>> start
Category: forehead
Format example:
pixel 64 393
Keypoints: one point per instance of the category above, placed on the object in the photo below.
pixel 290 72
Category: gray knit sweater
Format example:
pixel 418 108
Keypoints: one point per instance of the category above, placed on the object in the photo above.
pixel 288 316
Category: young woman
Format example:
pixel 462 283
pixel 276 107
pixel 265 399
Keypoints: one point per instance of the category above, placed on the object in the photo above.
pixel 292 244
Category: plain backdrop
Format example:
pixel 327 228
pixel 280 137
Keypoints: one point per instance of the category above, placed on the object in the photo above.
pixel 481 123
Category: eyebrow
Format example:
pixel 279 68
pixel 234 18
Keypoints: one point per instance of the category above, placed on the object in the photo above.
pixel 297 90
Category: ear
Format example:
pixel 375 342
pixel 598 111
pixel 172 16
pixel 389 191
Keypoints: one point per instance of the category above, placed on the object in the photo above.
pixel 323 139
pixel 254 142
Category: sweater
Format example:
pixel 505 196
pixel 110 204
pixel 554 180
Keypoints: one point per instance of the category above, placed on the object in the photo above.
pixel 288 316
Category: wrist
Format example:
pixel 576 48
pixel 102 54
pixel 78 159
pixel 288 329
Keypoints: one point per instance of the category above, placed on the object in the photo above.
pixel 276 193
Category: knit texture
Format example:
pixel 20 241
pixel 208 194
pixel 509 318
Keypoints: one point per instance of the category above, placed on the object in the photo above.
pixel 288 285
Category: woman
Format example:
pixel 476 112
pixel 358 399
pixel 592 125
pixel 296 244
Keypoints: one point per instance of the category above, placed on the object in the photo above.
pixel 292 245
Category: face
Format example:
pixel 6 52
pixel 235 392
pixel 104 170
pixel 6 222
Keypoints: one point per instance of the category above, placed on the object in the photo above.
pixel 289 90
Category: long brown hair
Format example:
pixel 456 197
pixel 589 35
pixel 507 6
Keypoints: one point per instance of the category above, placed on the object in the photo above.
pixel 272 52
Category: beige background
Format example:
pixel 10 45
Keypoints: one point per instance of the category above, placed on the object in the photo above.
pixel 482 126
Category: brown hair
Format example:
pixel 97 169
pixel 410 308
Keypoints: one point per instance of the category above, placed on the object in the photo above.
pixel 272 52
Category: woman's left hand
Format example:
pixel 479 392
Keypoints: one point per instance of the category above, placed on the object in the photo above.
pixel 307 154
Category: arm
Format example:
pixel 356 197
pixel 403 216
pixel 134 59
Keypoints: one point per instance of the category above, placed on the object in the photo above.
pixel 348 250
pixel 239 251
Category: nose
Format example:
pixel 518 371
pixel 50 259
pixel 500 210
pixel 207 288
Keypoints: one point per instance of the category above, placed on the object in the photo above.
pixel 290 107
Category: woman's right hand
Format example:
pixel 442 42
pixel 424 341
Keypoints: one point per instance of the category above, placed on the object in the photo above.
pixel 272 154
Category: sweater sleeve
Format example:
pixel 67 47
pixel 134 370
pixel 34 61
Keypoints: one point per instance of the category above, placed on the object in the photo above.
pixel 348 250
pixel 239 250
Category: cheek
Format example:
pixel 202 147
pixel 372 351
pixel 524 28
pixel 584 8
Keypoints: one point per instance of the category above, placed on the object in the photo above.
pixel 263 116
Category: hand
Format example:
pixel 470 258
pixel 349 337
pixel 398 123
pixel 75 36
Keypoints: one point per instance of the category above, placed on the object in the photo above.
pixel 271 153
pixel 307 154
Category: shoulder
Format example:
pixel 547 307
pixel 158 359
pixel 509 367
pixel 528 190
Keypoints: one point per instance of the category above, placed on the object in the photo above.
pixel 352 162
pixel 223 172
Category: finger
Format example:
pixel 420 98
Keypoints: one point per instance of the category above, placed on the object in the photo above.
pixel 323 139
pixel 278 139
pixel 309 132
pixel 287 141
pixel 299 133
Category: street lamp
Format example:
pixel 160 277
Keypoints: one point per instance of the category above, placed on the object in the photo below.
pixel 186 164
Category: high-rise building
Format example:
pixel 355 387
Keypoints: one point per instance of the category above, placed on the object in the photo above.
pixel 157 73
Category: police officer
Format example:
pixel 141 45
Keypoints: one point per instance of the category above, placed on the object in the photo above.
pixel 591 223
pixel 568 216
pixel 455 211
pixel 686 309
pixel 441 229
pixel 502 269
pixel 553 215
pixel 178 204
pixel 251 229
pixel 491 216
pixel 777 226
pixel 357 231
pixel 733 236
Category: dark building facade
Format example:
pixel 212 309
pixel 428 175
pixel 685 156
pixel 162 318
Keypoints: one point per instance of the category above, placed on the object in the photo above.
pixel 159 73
>> end
● Goal
Retype all of the items above line for line, with no changes to any word, number, or spacing.

● Response to the task
Category: forehead
Format example:
pixel 64 393
Keypoints: one point per instance of the category above, placed on the object in the photo below.
pixel 290 72
Category: gray knit sweater
Format example:
pixel 418 108
Keypoints: one point per instance of the category above, placed on the object in the photo above.
pixel 288 316
Category: young woman
Format example:
pixel 462 283
pixel 276 107
pixel 265 399
Keypoints: one point per instance of the category above, placed on the object in the photo above.
pixel 292 244
Category: plain backdrop
Format example:
pixel 327 228
pixel 280 137
Keypoints: one point per instance of the category above, placed on the object in the photo above.
pixel 481 123
Category: eyebrow
Format example:
pixel 279 68
pixel 234 18
Keypoints: one point per instance of the category above, placed on the object in the photo above.
pixel 297 90
Category: ear
Format example:
pixel 375 342
pixel 598 111
pixel 172 16
pixel 389 191
Keypoints: one point per instance of the category above, placed on the object in the photo above.
pixel 323 139
pixel 254 142
Category: sweater
Format example:
pixel 505 196
pixel 110 204
pixel 554 180
Keypoints: one point per instance of the category above, placed on the object in the photo above.
pixel 288 316
Category: wrist
Format example:
pixel 576 48
pixel 102 54
pixel 78 159
pixel 288 329
Keypoints: one point per instance of the category above, placed on the object in the photo above.
pixel 276 193
Category: knit texture
Format example:
pixel 20 241
pixel 208 194
pixel 509 318
Keypoints: one point per instance of the category above, placed on the object in the photo above.
pixel 288 285
Category: woman
Format example:
pixel 476 112
pixel 358 399
pixel 592 125
pixel 296 244
Keypoints: one point per instance of the category above, placed on the object in the photo above.
pixel 292 245
Category: face
Format example:
pixel 6 52
pixel 235 392
pixel 104 170
pixel 6 222
Keypoints: one point per instance of the category above, placed on the object in the photo above.
pixel 289 90
Category: long brown hair
Format example:
pixel 456 197
pixel 589 35
pixel 507 6
Keypoints: one point per instance of the category above, placed on the object in the photo above.
pixel 272 52
Category: beige background
Format example:
pixel 10 45
Keypoints: one point per instance of the category above, placed on the object in the photo above.
pixel 482 126
Category: brown hair
Format example:
pixel 97 169
pixel 410 308
Keypoints: one point per instance of the category above, placed on the object in the photo above.
pixel 272 52
Category: woman's left hand
Format example:
pixel 479 392
Keypoints: one point per instance of the category above, placed on the object in the photo above.
pixel 307 154
Category: arm
Format example:
pixel 356 197
pixel 403 216
pixel 134 59
Keypoints: one point per instance of the category above, placed on the object in the photo above.
pixel 348 250
pixel 239 251
Category: nose
Format example:
pixel 518 371
pixel 50 259
pixel 500 210
pixel 207 288
Keypoints: one point per instance of the category above, placed on the object in the photo above.
pixel 290 107
Category: woman's right hand
Format example:
pixel 442 42
pixel 424 341
Keypoints: one point per instance of the category above, placed on the object in the photo above.
pixel 272 154
Category: sweater sleeve
Format example:
pixel 67 47
pixel 134 370
pixel 34 61
Keypoints: one point per instance of the category above, placed on the object in the photo above.
pixel 348 250
pixel 239 250
Category: cheek
Format example:
pixel 202 147
pixel 372 351
pixel 524 28
pixel 584 8
Keypoints: one point per instance of the category above, placed on the object in the photo above.
pixel 263 116
Category: hand
Format example:
pixel 470 258
pixel 349 337
pixel 398 123
pixel 75 36
Keypoints: one point per instance of the category above, placed on the object in the photo above.
pixel 271 153
pixel 307 154
Category: shoulder
Format example:
pixel 547 307
pixel 158 359
pixel 509 367
pixel 528 190
Keypoints: one point per instance of the category above, placed on the object in the photo above.
pixel 352 162
pixel 223 172
Category: finger
Format example:
pixel 420 98
Keypoints: one point per instance of the category above, placed on the object in the photo above.
pixel 323 139
pixel 278 139
pixel 309 132
pixel 287 141
pixel 299 133
Category: street lamp
Format example:
pixel 160 277
Keypoints: one point per instance of the category above, placed on the object in the photo below.
pixel 186 164
Category: high-rise building
Format example:
pixel 355 387
Keypoints: one point per instance of the category above, placed on the object in the photo above.
pixel 157 73
Category: police officer
Format example:
pixel 141 45
Keypoints: one point per instance of the category above, placed on the object in the photo above.
pixel 591 223
pixel 568 216
pixel 455 211
pixel 686 309
pixel 441 229
pixel 502 269
pixel 553 215
pixel 178 204
pixel 251 229
pixel 491 216
pixel 777 226
pixel 357 231
pixel 733 236
Category: dark building facade
Format example:
pixel 212 309
pixel 428 175
pixel 685 156
pixel 162 318
Keypoints: one point per instance of the category above, placed on the object in the photo above.
pixel 159 73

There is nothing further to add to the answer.